REQUIRED ACTION> Instruction for the data below: set down exactly the lines from the line with "car antenna, writing" to the line with "of the exhaust", inclusive, and no others.

___ PROVIDED INFORMATION

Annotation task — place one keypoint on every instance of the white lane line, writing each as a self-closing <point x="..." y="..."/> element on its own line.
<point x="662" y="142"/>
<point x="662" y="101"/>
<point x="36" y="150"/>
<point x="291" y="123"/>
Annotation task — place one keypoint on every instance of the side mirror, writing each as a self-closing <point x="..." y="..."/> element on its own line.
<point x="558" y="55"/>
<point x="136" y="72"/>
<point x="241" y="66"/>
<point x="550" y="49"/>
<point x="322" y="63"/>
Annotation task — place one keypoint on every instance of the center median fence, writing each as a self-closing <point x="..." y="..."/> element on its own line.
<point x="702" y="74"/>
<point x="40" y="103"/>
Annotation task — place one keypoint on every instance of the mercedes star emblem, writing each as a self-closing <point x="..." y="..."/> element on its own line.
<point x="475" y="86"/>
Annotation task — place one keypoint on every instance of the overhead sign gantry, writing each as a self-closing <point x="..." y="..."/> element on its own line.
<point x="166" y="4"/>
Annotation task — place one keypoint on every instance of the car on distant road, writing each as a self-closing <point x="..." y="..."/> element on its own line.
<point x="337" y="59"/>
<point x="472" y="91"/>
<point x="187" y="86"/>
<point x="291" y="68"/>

______
___ PROVIDED INFORMATION

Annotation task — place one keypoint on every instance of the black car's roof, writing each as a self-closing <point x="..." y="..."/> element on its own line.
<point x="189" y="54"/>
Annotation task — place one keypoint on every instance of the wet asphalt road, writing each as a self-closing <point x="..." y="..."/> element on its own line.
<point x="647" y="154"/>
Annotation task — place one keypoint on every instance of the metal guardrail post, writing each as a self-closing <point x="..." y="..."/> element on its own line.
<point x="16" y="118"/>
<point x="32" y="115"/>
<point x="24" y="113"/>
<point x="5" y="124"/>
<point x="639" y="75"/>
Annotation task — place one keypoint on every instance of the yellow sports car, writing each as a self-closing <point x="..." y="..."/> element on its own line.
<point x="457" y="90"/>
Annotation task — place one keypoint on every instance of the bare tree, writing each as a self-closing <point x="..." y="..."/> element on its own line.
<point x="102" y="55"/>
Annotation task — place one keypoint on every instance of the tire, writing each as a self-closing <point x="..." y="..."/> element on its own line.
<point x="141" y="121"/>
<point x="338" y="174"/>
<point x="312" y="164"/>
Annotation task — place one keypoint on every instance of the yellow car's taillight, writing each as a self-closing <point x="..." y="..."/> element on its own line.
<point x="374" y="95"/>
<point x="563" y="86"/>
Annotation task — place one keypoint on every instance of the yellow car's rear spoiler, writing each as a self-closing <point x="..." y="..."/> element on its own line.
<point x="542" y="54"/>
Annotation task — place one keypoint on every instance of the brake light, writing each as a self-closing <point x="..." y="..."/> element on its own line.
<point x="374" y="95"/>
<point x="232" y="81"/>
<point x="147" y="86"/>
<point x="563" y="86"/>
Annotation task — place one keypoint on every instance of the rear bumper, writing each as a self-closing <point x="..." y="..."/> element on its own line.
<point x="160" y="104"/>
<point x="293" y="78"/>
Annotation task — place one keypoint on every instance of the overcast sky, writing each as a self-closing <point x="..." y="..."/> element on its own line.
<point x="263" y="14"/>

______
___ PROVIDED INFORMATION

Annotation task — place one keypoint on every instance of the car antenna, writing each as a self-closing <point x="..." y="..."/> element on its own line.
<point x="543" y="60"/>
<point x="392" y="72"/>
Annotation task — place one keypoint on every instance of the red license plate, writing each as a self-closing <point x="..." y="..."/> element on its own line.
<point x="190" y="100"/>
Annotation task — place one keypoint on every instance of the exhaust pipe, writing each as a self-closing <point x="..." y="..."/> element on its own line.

______

PROBLEM SOLUTION>
Annotation task — place one keypoint on every instance of the car antenna, writing each as a self-closing <point x="..." y="..."/> element on its own line.
<point x="543" y="60"/>
<point x="392" y="72"/>
Annotation task — place one keypoint on every instance of the red license plate, writing each as a self-closing <point x="..." y="..."/> element on its own line.
<point x="190" y="100"/>
Annotation task — place one keypoint on every instance of the exhaust pipe, writing each as a self-closing <point x="..." y="..."/> element on its own line.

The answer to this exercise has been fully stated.